**Given task**
Lay out the data below as a Markdown table with the columns "No." and "Text", numbering each line and skipping blank lines, from the line with "255, row 120." up to and including the line with "column 82, row 53". Omit the pictures from the table.

**Extracted information**

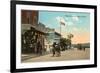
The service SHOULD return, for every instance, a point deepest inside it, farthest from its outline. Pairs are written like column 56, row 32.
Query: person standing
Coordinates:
column 53, row 49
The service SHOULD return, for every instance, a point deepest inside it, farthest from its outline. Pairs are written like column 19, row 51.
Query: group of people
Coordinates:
column 56, row 50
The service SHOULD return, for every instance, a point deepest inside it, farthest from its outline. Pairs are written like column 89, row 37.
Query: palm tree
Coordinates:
column 70, row 36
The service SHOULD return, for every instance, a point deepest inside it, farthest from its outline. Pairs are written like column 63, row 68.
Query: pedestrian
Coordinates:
column 58, row 50
column 53, row 49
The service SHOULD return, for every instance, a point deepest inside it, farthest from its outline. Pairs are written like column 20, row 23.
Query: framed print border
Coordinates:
column 13, row 35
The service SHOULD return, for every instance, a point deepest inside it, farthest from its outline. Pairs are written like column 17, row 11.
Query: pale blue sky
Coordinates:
column 74, row 21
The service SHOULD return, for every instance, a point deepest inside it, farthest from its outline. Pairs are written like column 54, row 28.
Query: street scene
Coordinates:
column 54, row 36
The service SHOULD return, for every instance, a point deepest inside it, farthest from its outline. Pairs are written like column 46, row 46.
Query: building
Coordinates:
column 32, row 32
column 51, row 37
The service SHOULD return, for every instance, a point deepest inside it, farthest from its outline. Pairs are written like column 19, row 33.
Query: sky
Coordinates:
column 76, row 23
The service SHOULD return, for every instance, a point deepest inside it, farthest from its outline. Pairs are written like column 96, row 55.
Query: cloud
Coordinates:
column 61, row 19
column 75, row 18
column 75, row 29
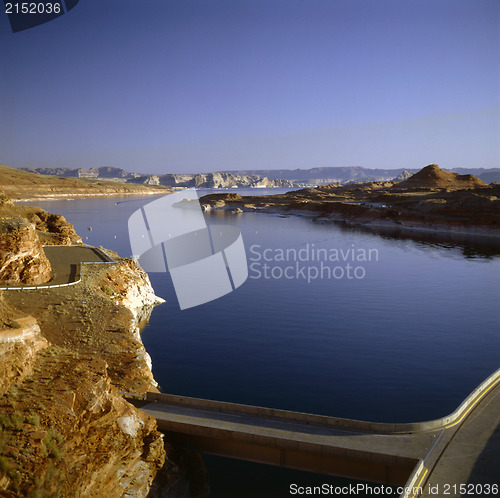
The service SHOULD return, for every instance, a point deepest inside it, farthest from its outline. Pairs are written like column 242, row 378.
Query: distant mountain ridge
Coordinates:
column 346, row 174
column 258, row 177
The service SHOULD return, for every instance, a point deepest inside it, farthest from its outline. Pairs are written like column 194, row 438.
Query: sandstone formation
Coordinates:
column 67, row 428
column 404, row 175
column 443, row 201
column 22, row 259
column 211, row 180
column 19, row 184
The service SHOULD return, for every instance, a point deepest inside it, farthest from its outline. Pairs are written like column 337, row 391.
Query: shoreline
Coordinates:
column 72, row 197
column 370, row 224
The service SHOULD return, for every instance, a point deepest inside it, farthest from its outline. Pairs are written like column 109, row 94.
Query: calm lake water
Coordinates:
column 406, row 338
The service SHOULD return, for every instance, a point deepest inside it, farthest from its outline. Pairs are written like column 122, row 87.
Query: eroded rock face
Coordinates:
column 20, row 342
column 22, row 259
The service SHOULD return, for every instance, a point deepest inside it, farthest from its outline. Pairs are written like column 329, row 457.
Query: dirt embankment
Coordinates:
column 65, row 429
column 431, row 199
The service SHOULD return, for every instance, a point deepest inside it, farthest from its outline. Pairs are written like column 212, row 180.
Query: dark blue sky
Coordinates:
column 205, row 85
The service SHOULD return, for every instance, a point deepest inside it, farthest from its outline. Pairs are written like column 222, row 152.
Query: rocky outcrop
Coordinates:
column 433, row 176
column 445, row 202
column 19, row 184
column 70, row 431
column 22, row 259
column 403, row 176
column 213, row 180
column 20, row 341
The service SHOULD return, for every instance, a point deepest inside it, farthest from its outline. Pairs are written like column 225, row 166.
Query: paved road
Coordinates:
column 471, row 455
column 404, row 445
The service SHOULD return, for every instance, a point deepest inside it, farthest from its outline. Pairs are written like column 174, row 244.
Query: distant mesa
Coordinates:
column 433, row 176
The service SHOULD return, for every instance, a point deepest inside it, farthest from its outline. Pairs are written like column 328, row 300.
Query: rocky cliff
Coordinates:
column 67, row 355
column 211, row 180
column 22, row 259
column 432, row 199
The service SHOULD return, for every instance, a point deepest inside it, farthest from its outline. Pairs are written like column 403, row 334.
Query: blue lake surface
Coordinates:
column 405, row 341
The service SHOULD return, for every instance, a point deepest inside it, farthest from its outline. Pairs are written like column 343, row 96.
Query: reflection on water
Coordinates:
column 407, row 342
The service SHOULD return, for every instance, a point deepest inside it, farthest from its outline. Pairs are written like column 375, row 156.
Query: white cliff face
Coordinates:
column 19, row 347
column 137, row 295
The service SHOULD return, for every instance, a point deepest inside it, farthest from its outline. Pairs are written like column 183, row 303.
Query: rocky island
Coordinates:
column 68, row 355
column 431, row 199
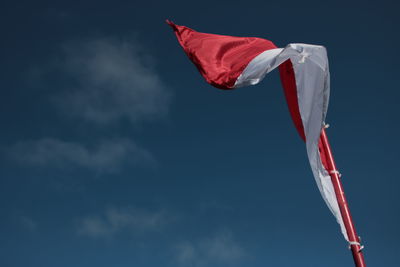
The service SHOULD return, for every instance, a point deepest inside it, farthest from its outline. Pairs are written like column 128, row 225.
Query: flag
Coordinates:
column 229, row 62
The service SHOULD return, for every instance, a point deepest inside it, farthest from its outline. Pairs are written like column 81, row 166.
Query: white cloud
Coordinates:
column 220, row 249
column 113, row 81
column 106, row 156
column 114, row 221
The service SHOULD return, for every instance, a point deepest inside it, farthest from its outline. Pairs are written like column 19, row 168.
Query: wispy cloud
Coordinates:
column 114, row 221
column 113, row 80
column 220, row 249
column 105, row 156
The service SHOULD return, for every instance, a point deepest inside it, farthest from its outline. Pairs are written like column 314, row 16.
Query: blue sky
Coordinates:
column 115, row 152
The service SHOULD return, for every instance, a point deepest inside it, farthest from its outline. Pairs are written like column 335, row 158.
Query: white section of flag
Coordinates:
column 311, row 68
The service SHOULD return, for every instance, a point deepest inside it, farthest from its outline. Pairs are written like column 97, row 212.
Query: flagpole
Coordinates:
column 354, row 239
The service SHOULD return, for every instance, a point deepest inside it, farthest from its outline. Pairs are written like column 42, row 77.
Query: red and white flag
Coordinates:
column 228, row 62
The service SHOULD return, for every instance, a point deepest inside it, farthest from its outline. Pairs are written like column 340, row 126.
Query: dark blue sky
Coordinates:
column 115, row 152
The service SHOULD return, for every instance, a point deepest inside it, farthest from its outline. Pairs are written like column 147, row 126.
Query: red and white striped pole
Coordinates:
column 354, row 239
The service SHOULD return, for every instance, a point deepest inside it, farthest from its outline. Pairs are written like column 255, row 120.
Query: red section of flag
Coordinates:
column 289, row 85
column 219, row 58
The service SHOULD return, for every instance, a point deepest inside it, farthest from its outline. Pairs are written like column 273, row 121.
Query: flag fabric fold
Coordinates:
column 228, row 62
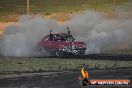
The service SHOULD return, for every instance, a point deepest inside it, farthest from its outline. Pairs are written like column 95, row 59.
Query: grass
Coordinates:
column 9, row 8
column 20, row 65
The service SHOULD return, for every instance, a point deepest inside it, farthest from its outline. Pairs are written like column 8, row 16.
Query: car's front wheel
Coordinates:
column 59, row 53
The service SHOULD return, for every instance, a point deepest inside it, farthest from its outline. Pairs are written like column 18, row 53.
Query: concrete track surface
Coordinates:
column 62, row 80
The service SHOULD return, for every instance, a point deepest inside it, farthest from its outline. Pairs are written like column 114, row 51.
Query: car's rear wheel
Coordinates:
column 59, row 53
column 82, row 53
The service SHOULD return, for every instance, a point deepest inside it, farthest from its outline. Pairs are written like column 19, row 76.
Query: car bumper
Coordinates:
column 75, row 51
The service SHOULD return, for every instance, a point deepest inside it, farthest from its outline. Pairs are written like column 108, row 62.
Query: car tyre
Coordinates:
column 59, row 53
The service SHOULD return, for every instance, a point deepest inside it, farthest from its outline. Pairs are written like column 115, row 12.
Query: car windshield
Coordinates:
column 69, row 38
column 64, row 38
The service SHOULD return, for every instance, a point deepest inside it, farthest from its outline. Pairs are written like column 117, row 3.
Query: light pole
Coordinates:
column 77, row 4
column 27, row 6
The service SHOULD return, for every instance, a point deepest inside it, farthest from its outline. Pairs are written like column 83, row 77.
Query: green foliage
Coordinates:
column 20, row 65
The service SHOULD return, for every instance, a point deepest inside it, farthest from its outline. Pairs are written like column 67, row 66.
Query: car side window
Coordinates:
column 46, row 38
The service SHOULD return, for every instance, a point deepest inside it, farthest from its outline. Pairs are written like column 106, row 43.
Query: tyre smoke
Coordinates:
column 97, row 31
column 101, row 33
column 21, row 39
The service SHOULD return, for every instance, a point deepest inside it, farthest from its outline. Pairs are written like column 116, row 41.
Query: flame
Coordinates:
column 84, row 73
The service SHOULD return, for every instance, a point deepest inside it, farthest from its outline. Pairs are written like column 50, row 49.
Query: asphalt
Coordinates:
column 62, row 79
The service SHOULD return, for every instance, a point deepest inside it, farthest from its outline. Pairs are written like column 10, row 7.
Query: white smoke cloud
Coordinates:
column 21, row 39
column 98, row 32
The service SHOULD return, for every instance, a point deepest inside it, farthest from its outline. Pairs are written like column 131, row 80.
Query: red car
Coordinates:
column 62, row 44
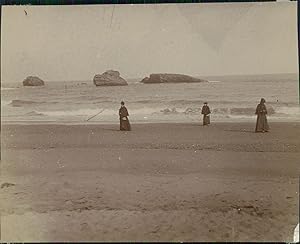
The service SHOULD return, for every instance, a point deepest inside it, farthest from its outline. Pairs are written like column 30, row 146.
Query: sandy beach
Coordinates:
column 159, row 182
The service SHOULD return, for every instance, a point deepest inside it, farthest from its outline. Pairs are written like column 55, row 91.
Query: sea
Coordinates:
column 230, row 98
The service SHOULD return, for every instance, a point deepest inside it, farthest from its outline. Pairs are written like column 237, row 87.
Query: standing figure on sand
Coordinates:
column 124, row 121
column 205, row 111
column 261, row 122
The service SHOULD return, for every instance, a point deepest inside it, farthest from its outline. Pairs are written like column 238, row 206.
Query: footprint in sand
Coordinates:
column 6, row 184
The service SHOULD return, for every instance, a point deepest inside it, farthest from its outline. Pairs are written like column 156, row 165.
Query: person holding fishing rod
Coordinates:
column 124, row 121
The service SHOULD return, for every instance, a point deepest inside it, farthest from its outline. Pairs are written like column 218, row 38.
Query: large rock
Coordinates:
column 33, row 81
column 109, row 78
column 171, row 78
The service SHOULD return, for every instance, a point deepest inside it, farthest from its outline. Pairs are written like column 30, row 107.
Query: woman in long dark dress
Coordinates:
column 205, row 111
column 261, row 112
column 124, row 121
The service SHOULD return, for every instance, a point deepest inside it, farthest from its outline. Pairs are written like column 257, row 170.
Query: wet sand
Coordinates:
column 159, row 182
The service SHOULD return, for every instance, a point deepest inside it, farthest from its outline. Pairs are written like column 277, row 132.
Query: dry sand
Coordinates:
column 159, row 182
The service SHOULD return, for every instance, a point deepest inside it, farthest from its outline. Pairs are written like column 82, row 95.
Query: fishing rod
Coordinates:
column 96, row 114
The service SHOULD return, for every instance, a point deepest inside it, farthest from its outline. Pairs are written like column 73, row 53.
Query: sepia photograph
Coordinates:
column 150, row 122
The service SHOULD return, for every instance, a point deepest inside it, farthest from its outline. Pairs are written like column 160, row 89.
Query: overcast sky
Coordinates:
column 76, row 42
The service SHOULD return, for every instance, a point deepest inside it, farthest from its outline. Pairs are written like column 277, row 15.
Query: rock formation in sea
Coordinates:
column 109, row 78
column 171, row 78
column 33, row 81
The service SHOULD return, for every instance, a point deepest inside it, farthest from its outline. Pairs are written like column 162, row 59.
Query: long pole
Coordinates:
column 96, row 114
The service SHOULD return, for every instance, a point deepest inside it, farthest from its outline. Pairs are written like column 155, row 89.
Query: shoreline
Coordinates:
column 106, row 123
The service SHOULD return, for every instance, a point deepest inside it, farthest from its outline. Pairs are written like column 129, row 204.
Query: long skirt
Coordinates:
column 261, row 123
column 206, row 119
column 124, row 124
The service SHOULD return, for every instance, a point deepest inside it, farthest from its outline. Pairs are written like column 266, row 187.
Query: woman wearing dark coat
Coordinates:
column 205, row 111
column 124, row 121
column 261, row 112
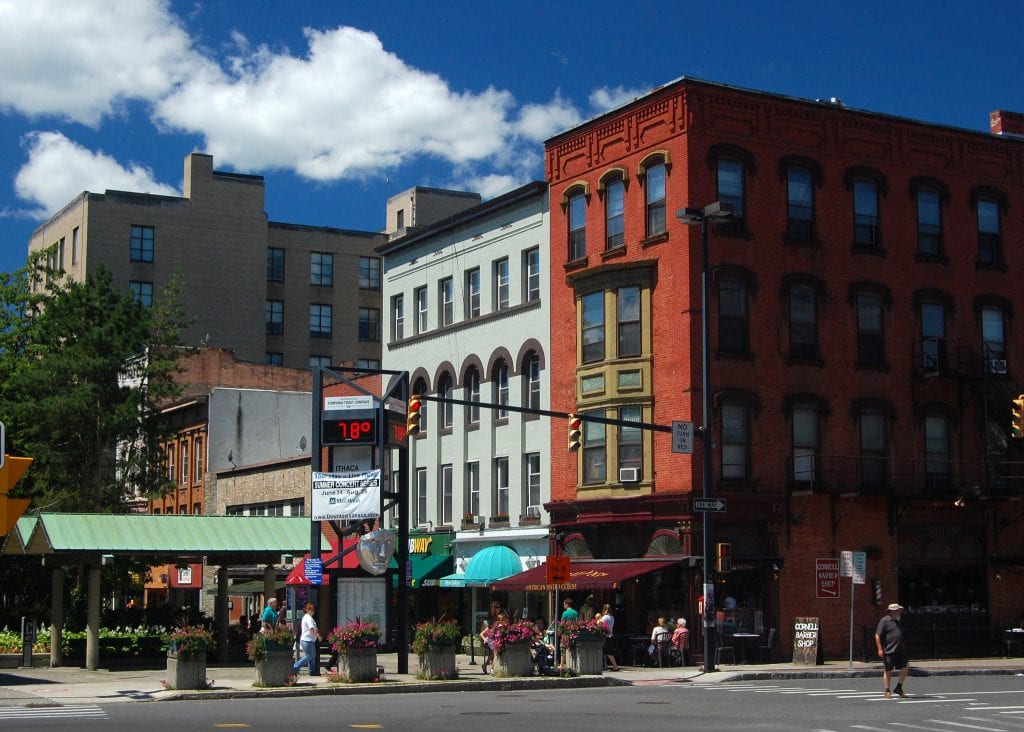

**Solved problem**
| No. | Text |
|---|---|
| 1 | The service SHOULD return, for every instance, a point deepest inside it, farthest from its outline. Pairs are written like column 255, row 120. |
| 2 | Query: red section of flag |
| 3 | Coordinates: |
| 4 | column 289, row 85 |
| 5 | column 219, row 58 |
| 6 | The service SHOULD return, for every instance, a point deepest inside it, farthest from its outline. Pairs are written like column 273, row 121. |
| 7 | Query: flag fabric fold |
| 8 | Coordinates: |
| 9 | column 228, row 62 |
| 10 | The service SHOULD return, for every instance, a point deepest inside it, farthest from its outline. Pairs are written like column 95, row 59. |
| 11 | Query: grass |
| 12 | Coordinates: |
| 13 | column 9, row 8 |
| 14 | column 20, row 65 |
| 15 | The service SHOULD return, for every instance, a point deepest inside it, farthest from its outline. Pairs are written like column 8, row 16. |
| 16 | Query: car's front wheel |
| 17 | Coordinates: |
| 18 | column 59, row 53 |
| 19 | The service SHOULD return, for every instance, a point deepest inside it, farthest from its outline. Pairs are written like column 18, row 53. |
| 20 | Query: concrete track surface |
| 21 | Coordinates: |
| 22 | column 62, row 80 |
| 23 | The service SHOULD return, for every instance, a point deepest inside it, farthest from its outline. Pairs are written like column 114, row 51. |
| 24 | Query: car's rear wheel |
| 25 | Coordinates: |
| 26 | column 59, row 53 |
| 27 | column 82, row 53 |